■ **Work to be completed**
The listing below is to be output in its exact form.

■ **Data section**
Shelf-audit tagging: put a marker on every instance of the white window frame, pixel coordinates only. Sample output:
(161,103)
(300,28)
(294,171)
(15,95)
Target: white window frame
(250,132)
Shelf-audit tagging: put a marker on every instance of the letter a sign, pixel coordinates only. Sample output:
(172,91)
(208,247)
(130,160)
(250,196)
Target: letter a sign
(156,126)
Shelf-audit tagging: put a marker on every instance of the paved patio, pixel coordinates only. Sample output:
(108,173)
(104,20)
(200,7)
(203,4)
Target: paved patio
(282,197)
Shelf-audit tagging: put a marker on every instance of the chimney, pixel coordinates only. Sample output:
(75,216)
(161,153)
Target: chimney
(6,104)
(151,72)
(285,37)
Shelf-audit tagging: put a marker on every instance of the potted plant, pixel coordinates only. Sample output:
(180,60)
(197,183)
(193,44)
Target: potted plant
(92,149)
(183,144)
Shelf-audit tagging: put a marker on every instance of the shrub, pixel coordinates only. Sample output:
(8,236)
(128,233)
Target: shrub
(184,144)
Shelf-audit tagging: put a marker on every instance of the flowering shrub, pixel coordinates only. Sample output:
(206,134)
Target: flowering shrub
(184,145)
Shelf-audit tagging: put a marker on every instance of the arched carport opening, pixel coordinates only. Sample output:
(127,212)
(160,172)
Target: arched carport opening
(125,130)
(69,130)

■ **Right answer**
Shelf-audit tagging: put a marker on every instance of the white window frame, pixel coordinates only. Sample output:
(161,103)
(300,28)
(294,171)
(15,95)
Target: white window frame
(250,132)
Shelf-audit tagging: put a marker on every instance of the letter a sign, pixel coordinates only. Sample output:
(172,91)
(208,247)
(130,160)
(250,196)
Target: letter a sign
(156,126)
Shelf-audit tagging: put a marker on every instance of the paved patio, pixel coordinates only. Sample output:
(108,173)
(104,20)
(200,7)
(203,4)
Target: paved patio
(282,197)
Shelf-audit tagging: put a marker on every instance of the chimney, pixel coordinates only. Sample output:
(75,216)
(161,153)
Target: chimney
(6,104)
(151,72)
(285,37)
Shelf-audit tagging: put a marker on every instance of the potted plant, pixel coordinates only. Sample output:
(180,60)
(197,183)
(193,44)
Target: potted plant
(92,149)
(183,144)
Shelf-audit tagging: put a marker on every instance of the shrub, pixel coordinates only. Sample output:
(8,236)
(128,233)
Target: shrub
(184,144)
Shelf-audit tagging: put a marker on every instance of the flowering shrub, pixel coordinates only. Sample output:
(206,134)
Target: flowering shrub
(184,145)
Shelf-audit tagging: put a marker on every instance of the arched carport opening, pixel coordinates only. Sample output:
(127,212)
(160,172)
Target: arched carport opening
(125,130)
(69,130)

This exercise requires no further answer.